> **Data supplied**:
---

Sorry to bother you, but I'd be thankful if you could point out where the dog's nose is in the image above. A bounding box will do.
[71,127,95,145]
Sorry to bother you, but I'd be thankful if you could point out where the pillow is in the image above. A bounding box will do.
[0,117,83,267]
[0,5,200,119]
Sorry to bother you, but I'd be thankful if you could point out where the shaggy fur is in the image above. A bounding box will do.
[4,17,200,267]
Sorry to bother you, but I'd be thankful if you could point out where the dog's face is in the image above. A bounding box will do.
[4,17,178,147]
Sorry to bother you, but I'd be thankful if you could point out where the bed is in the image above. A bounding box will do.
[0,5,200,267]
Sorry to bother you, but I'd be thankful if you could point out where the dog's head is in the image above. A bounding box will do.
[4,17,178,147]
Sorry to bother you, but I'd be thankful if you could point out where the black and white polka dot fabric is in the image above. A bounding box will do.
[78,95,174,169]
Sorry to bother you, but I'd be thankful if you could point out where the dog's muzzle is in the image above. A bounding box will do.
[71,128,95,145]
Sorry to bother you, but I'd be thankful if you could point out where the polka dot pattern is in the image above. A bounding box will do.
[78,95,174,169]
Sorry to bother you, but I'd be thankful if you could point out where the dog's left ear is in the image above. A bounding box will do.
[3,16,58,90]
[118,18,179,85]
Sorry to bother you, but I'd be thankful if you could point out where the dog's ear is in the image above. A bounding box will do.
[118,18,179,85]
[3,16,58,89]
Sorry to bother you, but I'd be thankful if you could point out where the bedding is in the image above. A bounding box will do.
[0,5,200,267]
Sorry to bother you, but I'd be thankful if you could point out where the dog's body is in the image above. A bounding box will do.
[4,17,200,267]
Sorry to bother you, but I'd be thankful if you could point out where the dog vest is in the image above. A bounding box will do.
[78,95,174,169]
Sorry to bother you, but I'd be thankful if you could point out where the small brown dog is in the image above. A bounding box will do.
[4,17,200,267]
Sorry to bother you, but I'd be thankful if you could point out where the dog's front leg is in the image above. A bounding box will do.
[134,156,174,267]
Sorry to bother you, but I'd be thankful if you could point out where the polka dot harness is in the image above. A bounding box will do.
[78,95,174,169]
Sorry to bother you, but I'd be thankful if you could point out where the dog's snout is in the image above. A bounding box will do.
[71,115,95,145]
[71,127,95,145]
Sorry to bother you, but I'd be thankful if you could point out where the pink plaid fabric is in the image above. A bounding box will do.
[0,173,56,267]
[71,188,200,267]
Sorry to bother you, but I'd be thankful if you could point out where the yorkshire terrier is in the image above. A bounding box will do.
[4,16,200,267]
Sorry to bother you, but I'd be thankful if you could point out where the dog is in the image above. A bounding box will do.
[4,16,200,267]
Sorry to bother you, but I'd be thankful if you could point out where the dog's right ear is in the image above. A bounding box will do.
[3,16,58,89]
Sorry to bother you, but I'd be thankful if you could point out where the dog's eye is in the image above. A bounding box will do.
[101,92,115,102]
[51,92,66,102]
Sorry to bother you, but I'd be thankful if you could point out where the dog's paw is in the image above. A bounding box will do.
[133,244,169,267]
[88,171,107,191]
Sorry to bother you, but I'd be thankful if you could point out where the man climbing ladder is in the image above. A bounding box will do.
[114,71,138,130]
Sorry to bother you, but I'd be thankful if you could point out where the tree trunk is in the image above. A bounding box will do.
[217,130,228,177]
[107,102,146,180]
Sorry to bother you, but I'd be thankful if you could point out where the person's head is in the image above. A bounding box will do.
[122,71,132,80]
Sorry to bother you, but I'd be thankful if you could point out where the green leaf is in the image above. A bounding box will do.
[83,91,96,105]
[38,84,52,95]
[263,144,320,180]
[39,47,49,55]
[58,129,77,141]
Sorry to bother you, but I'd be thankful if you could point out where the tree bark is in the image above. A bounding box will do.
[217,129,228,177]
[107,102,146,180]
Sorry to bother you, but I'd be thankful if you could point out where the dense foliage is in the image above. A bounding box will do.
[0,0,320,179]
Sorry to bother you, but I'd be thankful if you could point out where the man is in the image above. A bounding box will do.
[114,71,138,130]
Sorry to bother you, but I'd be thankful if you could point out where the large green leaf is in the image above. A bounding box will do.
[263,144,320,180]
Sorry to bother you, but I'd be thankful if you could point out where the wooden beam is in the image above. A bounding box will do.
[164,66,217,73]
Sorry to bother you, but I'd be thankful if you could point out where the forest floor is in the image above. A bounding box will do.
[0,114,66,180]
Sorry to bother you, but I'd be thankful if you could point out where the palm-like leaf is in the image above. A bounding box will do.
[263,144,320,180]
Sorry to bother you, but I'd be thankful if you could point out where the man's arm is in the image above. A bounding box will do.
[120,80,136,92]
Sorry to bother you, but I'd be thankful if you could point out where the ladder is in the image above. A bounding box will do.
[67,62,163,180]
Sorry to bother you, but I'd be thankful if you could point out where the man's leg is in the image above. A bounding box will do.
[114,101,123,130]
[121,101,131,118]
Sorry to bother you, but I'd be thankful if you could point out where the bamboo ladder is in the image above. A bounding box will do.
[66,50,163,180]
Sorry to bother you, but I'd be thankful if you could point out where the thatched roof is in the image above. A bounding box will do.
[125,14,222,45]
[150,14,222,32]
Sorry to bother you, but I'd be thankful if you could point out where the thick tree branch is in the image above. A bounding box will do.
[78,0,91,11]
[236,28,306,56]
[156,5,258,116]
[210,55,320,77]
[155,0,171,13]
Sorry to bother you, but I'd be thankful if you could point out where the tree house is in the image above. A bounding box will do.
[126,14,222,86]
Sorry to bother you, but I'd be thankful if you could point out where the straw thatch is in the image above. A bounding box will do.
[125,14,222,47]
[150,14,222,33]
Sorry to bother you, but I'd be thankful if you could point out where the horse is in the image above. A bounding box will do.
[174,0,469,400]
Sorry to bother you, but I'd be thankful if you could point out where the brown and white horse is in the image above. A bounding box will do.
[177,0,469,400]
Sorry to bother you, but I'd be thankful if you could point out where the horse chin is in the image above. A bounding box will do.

---

> **To do**: Copy every item above verbatim, keeping their original order.

> **Correct response**:
Sorry to bother you, but I'd be thankful if you could point out where the dog's nose is in the image above. A bounding box will do.
[71,127,95,145]
Sorry to bother you, but I'd be thankful if you could point out where the pillow is in the image above. A bounding box will do.
[0,117,83,267]
[0,5,200,119]
Sorry to bother you, but I'd be thankful if you could point out where the shaggy fur is in the image above. A bounding box will do.
[4,17,200,267]
Sorry to bother you, but I'd be thankful if you could point out where the dog's face is in the image above. A bounding box will do.
[4,17,178,147]
Sorry to bother you, but I'd be thankful if you could point out where the bed is in the image above. A bounding box will do.
[0,5,200,267]
Sorry to bother you, but I'd be thankful if you could point out where the dog's head is in the image above. A bounding box will do.
[4,17,178,147]
Sorry to bother you, but I'd be thankful if you could point out where the black and white polka dot fabric is in the image above. A bounding box will do.
[78,95,174,169]
Sorry to bother you, but I'd be thankful if you could point out where the dog's muzzle is in the image above. A bounding box will do.
[71,128,95,145]
Sorry to bother you, but I'd be thankful if you could point out where the polka dot pattern is in the image above. A bounding box will do.
[78,95,174,169]
Sorry to bother you, but I'd be thankful if you could point out where the dog's left ear is in the image above. A bounding box will do.
[3,16,58,90]
[118,18,179,85]
Sorry to bother you, but I'd be thankful if you could point out where the dog's ear is in the image above. A bounding box will do.
[118,18,179,85]
[3,16,58,89]
Sorry to bother you, but I'd be thankful if you could point out where the bedding is in the image above. A bounding box will do.
[0,5,200,267]
Sorry to bother you, but I'd be thankful if you could point out where the dog's body is in the image above. A bounding box will do.
[4,17,200,267]
Sorry to bother you, but I'd be thankful if you could point out where the dog vest is in the image above. A bounding box will do.
[78,95,174,169]
Sorry to bother you, but I'd be thankful if you could point out where the small brown dog is in the image above. A bounding box will do.
[4,17,200,267]
Sorry to bother you, but I'd be thankful if you could point out where the dog's front leg is in the image above. A bounding box will do.
[134,156,174,267]
Sorry to bother you, but I'd be thankful if you could point out where the polka dot harness is in the image above. A bounding box will do.
[78,95,174,169]
Sorry to bother you, but I'd be thankful if you could point out where the dog's snout is in the image above. A bounding box will do.
[71,115,95,145]
[71,127,95,145]
Sorry to bother you, but I'd be thankful if you could point out where the pink plaid fabric is in the image above. A bounding box will do.
[0,173,56,267]
[71,188,200,267]
Sorry to bother you, but I'd be thankful if you could point out where the yorkshire terrier is in the image above. A bounding box will do.
[4,16,200,267]
Sorry to bother you, but I'd be thankful if you could point out where the dog is in the image above. A bounding box will do.
[4,16,200,267]
Sorry to bother you, but I'd be thankful if you could point out where the dog's right ear is in the image above. A bounding box will do.
[3,16,58,89]
Sorry to bother you, but I'd be thankful if you could point out where the dog's eye is in the image above. A bounding box will do.
[101,92,115,102]
[51,92,66,102]
Sorry to bother you, but I'd be thankful if you could point out where the dog's paw is in the image above. A bounding box will do.
[133,244,169,267]
[88,171,107,191]
Sorry to bother you, but I'd be thankful if you could point out where the man climbing ladder is in the image above. A bounding box will do.
[114,71,138,130]
Sorry to bother you, but I'd be thankful if you could point out where the tree trunk is in the image above. A bounding box will do.
[217,130,228,177]
[107,102,146,180]
Sorry to bother you, but I'd be thankful if you could point out where the person's head is in the image above. A bounding box will do.
[122,71,132,80]
Sorry to bother you, but I'd be thankful if you could point out where the green leaf is in the image above. A bounding box will do.
[83,91,96,105]
[38,84,52,95]
[263,144,320,180]
[39,47,49,55]
[58,129,77,141]
Sorry to bother you, but I'd be thankful if you could point out where the tree bark is in the image above. A bounding box will do.
[217,129,228,177]
[107,102,146,180]
Sorry to bother you, but I'd be thankful if you could point out where the dense foliage is in the image above. A bounding box will do.
[0,0,320,179]
Sorry to bother you, but I'd be thankful if you could point out where the man is in the image above. A bounding box will do.
[114,71,138,130]
Sorry to bother you, but I'd be thankful if you could point out where the large green leaf is in the image above. A bounding box will do.
[263,144,320,180]
Sorry to bother you, but I'd be thankful if you could point out where the wooden beam is in the image above. A bounding box will do.
[164,66,217,73]
Sorry to bother you, but I'd be thankful if you could point out where the forest floor is in the image above. A bounding box will do.
[0,114,66,180]
Sorry to bother you, but I'd be thankful if you could point out where the palm-like leaf is in the image above. A bounding box will do.
[263,144,320,180]
Sorry to bother you, but I'd be thankful if you could point out where the man's arm is in the image above. A bounding box will do.
[120,80,136,92]
Sorry to bother you, but I'd be thankful if you could point out where the ladder is in the image above. A bounding box will do.
[67,62,163,180]
Sorry to bother you, but I'd be thankful if you could point out where the man's leg is in the image above. A bounding box will do.
[114,101,123,130]
[121,101,131,118]
Sorry to bother you, but I'd be thankful if you could point out where the bamboo ladder is in the image above. A bounding box will do.
[66,50,163,180]
Sorry to bother you, but I'd be thankful if you could point out where the thatched roof is in the image above. A bounding box will do.
[125,14,222,45]
[150,14,222,32]
Sorry to bother you, but I'd be thankful if you could point out where the thick tree branch is in the image above. A bounding box will do.
[78,0,91,11]
[236,28,306,56]
[156,5,258,116]
[210,55,320,77]
[155,0,171,13]
Sorry to bother you, but I'd be thankful if you could point out where the tree house is in the image above. A bounding box will do.
[126,14,222,86]
Sorry to bother you, but I'd be thankful if you could point out where the straw thatch is in the image above. A bounding box will do.
[125,14,222,47]
[150,14,222,33]
Sorry to bother you, but I'd be thankful if you could point out where the horse is in the image above. A bounding box will do.
[174,0,469,400]
Sorry to bother you, but I'd be thankful if you could point out where the brown and white horse is in the image above. A bounding box will do.
[177,0,469,400]
Sorry to bother you, but I'd be thankful if you could point out where the horse chin is in the image above. A bounding box will do.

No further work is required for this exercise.